[Images for object localization]
◇ ◇ ◇ ◇ ◇
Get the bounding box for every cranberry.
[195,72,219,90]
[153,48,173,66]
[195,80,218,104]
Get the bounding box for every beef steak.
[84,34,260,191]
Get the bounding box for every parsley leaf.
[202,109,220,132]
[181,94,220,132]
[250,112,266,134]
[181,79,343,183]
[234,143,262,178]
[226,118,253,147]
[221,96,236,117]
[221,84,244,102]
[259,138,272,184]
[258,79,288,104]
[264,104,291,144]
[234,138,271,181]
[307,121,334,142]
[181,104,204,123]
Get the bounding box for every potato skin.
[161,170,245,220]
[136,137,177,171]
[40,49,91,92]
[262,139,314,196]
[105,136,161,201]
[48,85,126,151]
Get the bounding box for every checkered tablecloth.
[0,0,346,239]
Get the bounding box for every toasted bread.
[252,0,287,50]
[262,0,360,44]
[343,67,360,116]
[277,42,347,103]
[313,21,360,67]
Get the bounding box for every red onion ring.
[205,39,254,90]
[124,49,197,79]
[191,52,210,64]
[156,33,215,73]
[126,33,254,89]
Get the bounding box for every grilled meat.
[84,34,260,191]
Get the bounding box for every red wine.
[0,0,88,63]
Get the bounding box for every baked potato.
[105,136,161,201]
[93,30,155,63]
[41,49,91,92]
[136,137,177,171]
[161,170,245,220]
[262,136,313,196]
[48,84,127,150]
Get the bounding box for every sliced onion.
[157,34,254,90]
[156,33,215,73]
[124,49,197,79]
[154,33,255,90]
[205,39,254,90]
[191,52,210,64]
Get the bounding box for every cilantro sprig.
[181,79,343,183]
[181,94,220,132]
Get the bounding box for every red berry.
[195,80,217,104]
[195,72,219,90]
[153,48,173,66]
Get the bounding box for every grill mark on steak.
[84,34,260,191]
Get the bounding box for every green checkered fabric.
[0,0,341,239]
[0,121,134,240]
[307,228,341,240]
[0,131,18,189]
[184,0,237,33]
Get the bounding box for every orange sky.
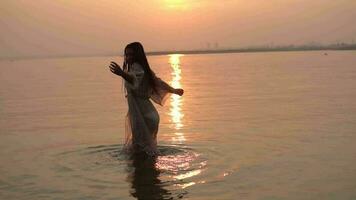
[1,0,355,58]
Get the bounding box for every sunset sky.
[1,0,355,58]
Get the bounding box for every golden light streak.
[174,169,202,180]
[168,54,185,143]
[178,182,196,189]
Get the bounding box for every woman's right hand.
[174,88,184,96]
[109,61,124,76]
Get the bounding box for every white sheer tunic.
[123,62,174,156]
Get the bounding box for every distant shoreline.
[1,44,356,60]
[146,44,356,56]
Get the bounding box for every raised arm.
[150,75,184,105]
[154,77,184,96]
[109,62,134,84]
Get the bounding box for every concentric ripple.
[51,144,208,199]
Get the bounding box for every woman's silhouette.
[109,42,184,156]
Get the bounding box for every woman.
[109,42,184,156]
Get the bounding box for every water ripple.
[51,144,208,199]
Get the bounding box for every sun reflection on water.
[168,54,185,144]
[155,150,205,189]
[153,55,206,190]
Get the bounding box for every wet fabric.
[122,62,174,156]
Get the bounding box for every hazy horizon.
[1,0,355,58]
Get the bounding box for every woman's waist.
[127,91,150,99]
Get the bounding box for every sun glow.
[163,0,189,10]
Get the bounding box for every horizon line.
[1,43,356,61]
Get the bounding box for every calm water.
[1,51,356,200]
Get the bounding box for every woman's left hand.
[109,61,124,76]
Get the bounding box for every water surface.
[1,51,356,199]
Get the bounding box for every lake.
[1,51,356,199]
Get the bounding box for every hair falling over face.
[124,42,157,91]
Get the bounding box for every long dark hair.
[124,42,156,90]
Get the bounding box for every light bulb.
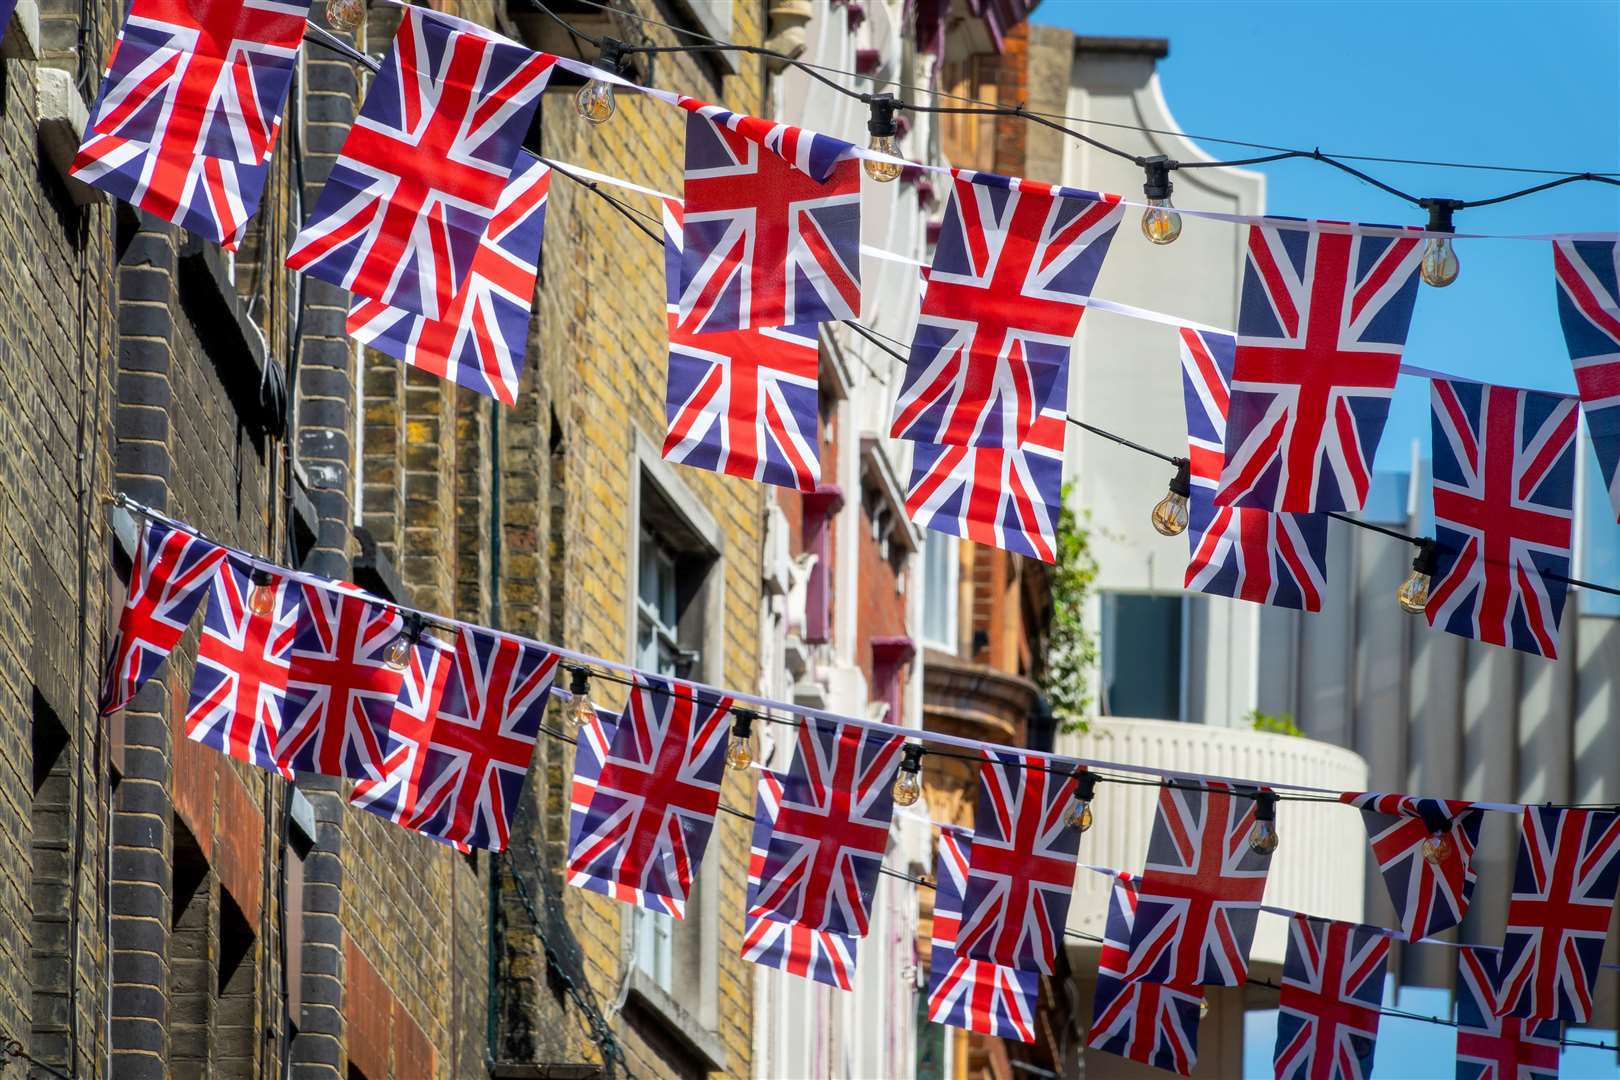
◇ ◇ ◇ ◇ ◇
Instructions for the task → Skip the pictures. Return exactly the lines from the one containing "Get the bounding box for every lake." through the end of the data above, both included, and nothing besides.

Output of the exercise →
Get the bounding box for every lake.
[1,51,356,199]
Get the bounding box for every hair falling over face.
[124,42,157,91]
Get the bounding box for every long dark hair.
[124,42,156,90]
Get the bounding box for every light bulb.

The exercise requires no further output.